> [What to work on]
(a) Answer these questions from the market commentary:
(i) What annualized return did the S&P 500 have when the composite model was above 85%?
(ii) What is the chart's current reading?
(iii) How long a career does David Solomon say he has had?
(b) Retype the stretch of the market commentary from "What happens to" through "in Federal largess.".

> [Source document]

⟨

The chart [below] shows us that the S&P 500’s annualized return when the composite model was above 80% was a miserly -9.2%. When the model was above 85%, accounting for about 2% of all days since 1998, that return was a horrid -15.6%.”

Real Investment Advice

The chart is at 90% right now, its second-highest reading in twenty-four years (with both of those highs happening in 2021).

This kind of feeding frenzy is typical of late-stage, melt-up markets. Even Goldman Sachs says the market looks extremely greedy right now. Says David Solomon, the big GS boss,

When I step back and think about my 40-year career, there have been periods of time when greed has far outpaced fear — we are in one of those periods. My experience says those periods aren’t long lived. Something will rebalance it and bring a little bit more perspective…. Chances are interest rates will move up, and if interest rates move up that in of itself will take some of the exuberance out of certain markets.


I think a lot of “perspective” is about to dawn, and rebalancing is not likely to be too much fun for those who buy and hold most stocks.

Next, take a look at the record number of zombie corporations — meaning companies that are only serving on bond issuances, a position that become untenable when interest rises:

What happens to these companies stocks when they lose their ability to role over their high debts with low-interest bonds because even government bonds are rising in interest?

We don’t understand why others are not alarmed by an ‘anything goes’ attitude towards record levels of leverage where interest expense cannot be paid for by profits. Currently, the world is awash in financial alchemy…. Our research has documented that the world has never been less prepared or less equipped to deal with a possible outbreak of inflation or pull-back in Federal largess.

Kalish Concepts

With the entirety of the financial ecosystem more heavily levered than ever, the “instability of stability” is the most significant risk. The “stability/instability paradox” assumes all players are rational and implies avoidance of destruction. In other words, all players will act rationally, and no one will push “the big red button….”

⟩

Records from a data collection:
⟨

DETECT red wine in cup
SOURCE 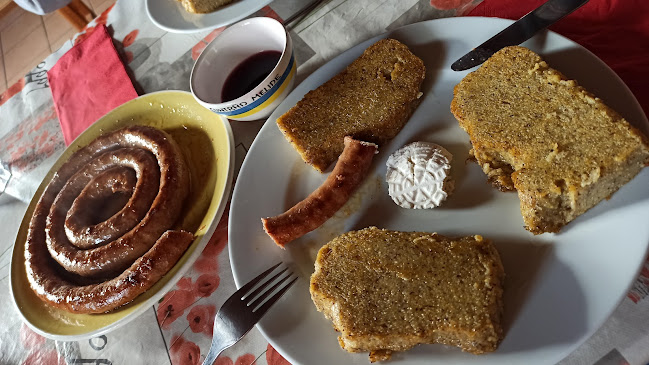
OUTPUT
[221,51,282,102]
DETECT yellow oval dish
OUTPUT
[10,91,234,341]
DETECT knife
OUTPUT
[451,0,588,71]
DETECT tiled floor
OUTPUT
[0,0,115,94]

⟩

> [Your responses]
(a)
(i) -15.6%
(ii) 90%
(iii) 40 years

(b)
What happens to these companies stocks when they lose their ability to role over their high debts with low-interest bonds because even government bonds are rising in interest?

We don’t understand why others are not alarmed by an ‘anything goes’ attitude towards record levels of leverage where interest expense cannot be paid for by profits. Currently, the world is awash in financial alchemy…. Our research has documented that the world has never been less prepared or less equipped to deal with a possible outbreak of inflation or pull-back in Federal largess.